Stated problem: In the text below about Carver's transition to a military academy, what is the school's truancy rate?

━━━━━ Document text ━━━━━

Because of the transition, Carver’s appearance is a curious mix of civilian and military. The school still retains its civilian staff but now has six JROTC instructors; two more are expected, and an additional assistant principal, Lt. Col. Douglas Busch, referred to as “the commandant.” Freshmen through juniors wear a uniform; seniors, the last to graduate from the nonmilitary school, do not. Most of the hallways look like an ordinary high school, but in the JROTC wing all the classroom doors are painted in the pattern of Army camouflage. The wing also houses the Crimson Lounge, a plush meeting room for military staff only.

The Army’s arrival inspired Peter Bochta, teacher of World Studies and African Studies, to plaster his room with recruitment posters. Two hang in the entryway. One adorns his desk. There is even an ad for Army enlistment flush up against an image of noted pacifist Martin Luther King. Atop Bochta’s desk stands a GI Joe model of a machine gun-toting Gen. George Patton. Bochta heard the Army plans to name each classroom after a general and he wants the Patton Room.

The military’s presence at Carver does not trouble Janice Eason and Teresa Moore, two conscientious mothers who chose the school for their teenage sons because of its impressive vocational program and safe, constructive environment. The military regimen was an added bonus, they said.

Eason gets up at 4 a.m. and takes three buses to send 16-year-old Tieyawn to the school. She said many Carver parents chose the academy because the military provides two desired goods -- discipline and opportunity. Eason would like to see the military model introduced in grammar school.

“What’s wrong with discipline? Who doesn’t want to hear their kids say ‘yes ma’am, no ma’am’? … With the military aspect behind them they can go to the military and get college,” she said.

Neither mother supports President Bush’s war plans on Iraq but when asked if they worried about their sons being sent into combat, Eason replied, “No. I’m a big believer in God.”

“I’d worry about sending him into some of the Chicago public schools,” Moore added.

Still below average

As a neighborhood school in a rough area, Carver was plagued with gang violence and poor academic performance. Today the students’ test scores remain below average and the truancy rate is 20 percent, triple the district average, but order reigns. Johnson said there has been a decline in “overt gang presence. There might still be a presence but it is not as prevalent as it once was.”

“There has been a huge change,” said chemistry teacher Jaote Wawatu, who proudly announced that three Carver students were entering the citywide Science Fair this year. “The school is much more disciplined, much more organized. If you have discipline problems, it is handled differently,” he said.

But it’s unclear whether the change in school environment is directly attributable to the military’s code of discipline or Carver’s ability to now select its students. Considered magnet schools and therefore not confined to teaching children in their geographic area, Chicago’s military academies can cull from the student population citywide. While the academies are open to everyone, only those students committed to wearing a uniform and a military regimen need apply. There is no shortage of applicants. About 1,500 families applied to the academy in Bronzeville, according to the school.

━━━━━ Excerpted data ━━━━━

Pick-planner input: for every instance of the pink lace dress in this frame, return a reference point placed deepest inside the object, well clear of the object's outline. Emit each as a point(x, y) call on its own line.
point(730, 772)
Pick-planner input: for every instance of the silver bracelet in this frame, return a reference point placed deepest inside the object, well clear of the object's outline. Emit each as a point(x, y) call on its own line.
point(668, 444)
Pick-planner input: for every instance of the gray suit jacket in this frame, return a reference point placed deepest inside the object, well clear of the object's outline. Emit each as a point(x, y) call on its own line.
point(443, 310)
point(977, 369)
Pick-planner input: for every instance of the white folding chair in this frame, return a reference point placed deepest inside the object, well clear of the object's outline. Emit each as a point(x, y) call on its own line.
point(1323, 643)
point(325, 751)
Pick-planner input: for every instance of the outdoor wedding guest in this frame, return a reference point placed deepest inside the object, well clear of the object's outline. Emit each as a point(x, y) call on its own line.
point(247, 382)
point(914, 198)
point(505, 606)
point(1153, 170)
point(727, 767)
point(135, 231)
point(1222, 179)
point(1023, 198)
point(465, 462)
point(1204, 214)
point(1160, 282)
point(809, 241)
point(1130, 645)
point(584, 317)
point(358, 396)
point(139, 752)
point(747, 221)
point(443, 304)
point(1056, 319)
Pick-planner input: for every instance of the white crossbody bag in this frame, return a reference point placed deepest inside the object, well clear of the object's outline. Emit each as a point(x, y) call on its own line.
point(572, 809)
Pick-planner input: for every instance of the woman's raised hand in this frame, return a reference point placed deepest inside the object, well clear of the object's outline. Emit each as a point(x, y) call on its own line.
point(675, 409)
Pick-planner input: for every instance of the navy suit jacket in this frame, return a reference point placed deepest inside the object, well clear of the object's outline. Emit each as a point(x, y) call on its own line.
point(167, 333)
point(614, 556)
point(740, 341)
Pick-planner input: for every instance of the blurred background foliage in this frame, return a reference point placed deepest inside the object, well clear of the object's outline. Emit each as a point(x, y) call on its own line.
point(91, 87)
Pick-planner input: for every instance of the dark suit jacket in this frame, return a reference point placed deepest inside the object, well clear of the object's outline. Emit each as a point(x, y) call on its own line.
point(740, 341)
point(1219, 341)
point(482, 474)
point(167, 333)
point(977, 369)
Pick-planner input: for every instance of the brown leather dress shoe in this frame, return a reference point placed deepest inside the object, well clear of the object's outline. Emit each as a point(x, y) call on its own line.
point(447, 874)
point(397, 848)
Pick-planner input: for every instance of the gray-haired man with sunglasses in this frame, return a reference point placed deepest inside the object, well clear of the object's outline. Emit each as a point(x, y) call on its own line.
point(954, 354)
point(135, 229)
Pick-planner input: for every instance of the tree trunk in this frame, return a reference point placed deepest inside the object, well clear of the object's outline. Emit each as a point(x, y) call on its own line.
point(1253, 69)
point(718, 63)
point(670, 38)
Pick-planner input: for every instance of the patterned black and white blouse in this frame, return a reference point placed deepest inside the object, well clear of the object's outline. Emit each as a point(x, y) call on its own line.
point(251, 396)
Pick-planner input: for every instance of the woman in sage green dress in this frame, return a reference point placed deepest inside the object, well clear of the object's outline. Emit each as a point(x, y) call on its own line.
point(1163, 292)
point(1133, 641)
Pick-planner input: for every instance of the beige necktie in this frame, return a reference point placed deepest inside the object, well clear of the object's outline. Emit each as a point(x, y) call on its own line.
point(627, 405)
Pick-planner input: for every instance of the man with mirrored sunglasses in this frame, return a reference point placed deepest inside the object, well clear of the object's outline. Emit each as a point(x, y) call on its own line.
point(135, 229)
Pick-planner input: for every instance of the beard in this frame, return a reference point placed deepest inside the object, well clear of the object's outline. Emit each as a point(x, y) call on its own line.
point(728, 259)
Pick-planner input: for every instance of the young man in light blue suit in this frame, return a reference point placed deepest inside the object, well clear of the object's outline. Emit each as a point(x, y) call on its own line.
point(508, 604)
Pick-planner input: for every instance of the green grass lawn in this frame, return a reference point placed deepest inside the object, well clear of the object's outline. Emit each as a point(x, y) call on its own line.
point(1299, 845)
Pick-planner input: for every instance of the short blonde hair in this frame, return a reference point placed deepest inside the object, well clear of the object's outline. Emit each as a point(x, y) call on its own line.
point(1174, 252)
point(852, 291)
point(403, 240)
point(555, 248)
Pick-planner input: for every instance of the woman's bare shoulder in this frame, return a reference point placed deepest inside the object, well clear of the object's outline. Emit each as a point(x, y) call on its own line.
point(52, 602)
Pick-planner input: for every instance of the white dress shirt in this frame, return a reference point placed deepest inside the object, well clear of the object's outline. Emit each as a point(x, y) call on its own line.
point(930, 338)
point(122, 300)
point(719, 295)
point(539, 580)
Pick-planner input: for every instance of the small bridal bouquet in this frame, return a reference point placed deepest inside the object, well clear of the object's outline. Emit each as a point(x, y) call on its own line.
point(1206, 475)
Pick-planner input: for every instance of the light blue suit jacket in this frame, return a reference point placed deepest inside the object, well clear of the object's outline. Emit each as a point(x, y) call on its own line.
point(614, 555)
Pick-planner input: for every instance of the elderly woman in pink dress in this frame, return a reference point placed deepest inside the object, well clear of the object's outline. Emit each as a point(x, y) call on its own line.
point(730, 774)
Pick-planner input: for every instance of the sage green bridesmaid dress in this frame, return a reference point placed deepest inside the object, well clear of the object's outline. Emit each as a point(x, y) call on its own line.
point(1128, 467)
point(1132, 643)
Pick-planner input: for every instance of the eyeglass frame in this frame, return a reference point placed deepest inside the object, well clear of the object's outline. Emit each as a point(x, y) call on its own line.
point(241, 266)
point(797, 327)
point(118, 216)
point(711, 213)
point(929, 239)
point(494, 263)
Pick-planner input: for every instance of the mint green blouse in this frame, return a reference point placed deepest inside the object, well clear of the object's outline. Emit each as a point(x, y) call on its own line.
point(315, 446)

━━━━━

Response: Carver's truancy rate is 20 percent, triple the district average.